→ Task directions: Retype everything in the listing, leaving each line exactly as it is.

-- Material for this task follows --

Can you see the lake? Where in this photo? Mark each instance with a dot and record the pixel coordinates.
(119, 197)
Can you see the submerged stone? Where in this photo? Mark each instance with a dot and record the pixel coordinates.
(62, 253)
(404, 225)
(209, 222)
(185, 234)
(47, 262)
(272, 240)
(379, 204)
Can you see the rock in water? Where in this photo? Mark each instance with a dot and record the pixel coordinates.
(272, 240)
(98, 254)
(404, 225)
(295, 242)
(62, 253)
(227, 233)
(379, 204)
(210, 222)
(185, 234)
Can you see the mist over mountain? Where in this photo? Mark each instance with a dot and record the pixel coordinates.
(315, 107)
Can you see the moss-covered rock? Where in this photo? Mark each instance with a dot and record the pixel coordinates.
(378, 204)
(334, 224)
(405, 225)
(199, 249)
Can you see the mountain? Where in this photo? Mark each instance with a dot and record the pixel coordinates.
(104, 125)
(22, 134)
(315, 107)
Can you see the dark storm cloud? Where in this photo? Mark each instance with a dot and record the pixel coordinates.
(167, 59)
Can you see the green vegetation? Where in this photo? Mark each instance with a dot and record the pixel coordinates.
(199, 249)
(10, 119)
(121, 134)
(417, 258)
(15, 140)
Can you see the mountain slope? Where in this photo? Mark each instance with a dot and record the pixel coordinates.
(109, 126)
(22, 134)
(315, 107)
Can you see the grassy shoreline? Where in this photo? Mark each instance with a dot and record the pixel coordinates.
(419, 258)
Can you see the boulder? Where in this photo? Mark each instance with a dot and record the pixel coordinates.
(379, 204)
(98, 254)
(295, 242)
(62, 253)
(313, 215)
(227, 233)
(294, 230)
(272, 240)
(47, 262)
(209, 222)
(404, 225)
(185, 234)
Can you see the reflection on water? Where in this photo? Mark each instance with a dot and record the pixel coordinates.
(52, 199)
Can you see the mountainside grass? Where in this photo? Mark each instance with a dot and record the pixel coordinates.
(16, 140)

-- Material for this task concluded --

→ Answer for the task:
Can you see the lake? Where in this photo? Mark each instance with a dot and record the pixel coordinates.
(119, 197)
Can you see the submerged stone? Where in this photo? Mark each instance with a dot and record the pixel coordinates.
(62, 253)
(404, 225)
(209, 222)
(185, 234)
(47, 262)
(272, 240)
(379, 204)
Can you see the rock in water? Where in this photo? Mark each instance with a dot and record the pixel coordinates.
(272, 240)
(98, 254)
(404, 225)
(295, 242)
(62, 253)
(227, 233)
(379, 204)
(210, 222)
(185, 234)
Can you see the mist over mountain? Where in this photo? Mark each instance with a dot and record the pixel coordinates.
(315, 107)
Can you see the moss-covered rock? Where in this photo? Mark each instance with a dot and record the pixel coordinates.
(378, 204)
(334, 224)
(405, 225)
(199, 249)
Can you see the mountain? Where in this photo? Mark each instance with a dot and record the pixel coordinates.
(104, 125)
(22, 134)
(315, 107)
Can you see the dark storm cloud? Where in this photo? Mark each instance with a dot and record the pixel coordinates.
(167, 59)
Can you see the green vegetation? Where in this photo? Mark each instance with a dot and record the pixel coordinates.
(199, 249)
(10, 119)
(121, 134)
(417, 258)
(15, 140)
Can you see the mountain slope? Where in this photo? Mark each instance with a dot and record the pixel coordinates.
(109, 126)
(22, 134)
(315, 107)
Can you see the grassy shoreline? Where in this photo? Mark each instance with a dot and record the pixel coordinates.
(419, 258)
Can you see the boulder? Where in this photo? Mark each instance with a dot and record the pixel coordinates.
(379, 204)
(98, 254)
(295, 242)
(62, 253)
(313, 215)
(227, 233)
(294, 230)
(272, 240)
(47, 262)
(209, 222)
(404, 225)
(185, 234)
Can you see the reflection on water? Where in this photo? Mark each instance with a dot and record the pixel coordinates.
(52, 199)
Can you see the mountainside grass? Where in this photo? Mark each instance with a dot and record the pixel coordinates.
(16, 140)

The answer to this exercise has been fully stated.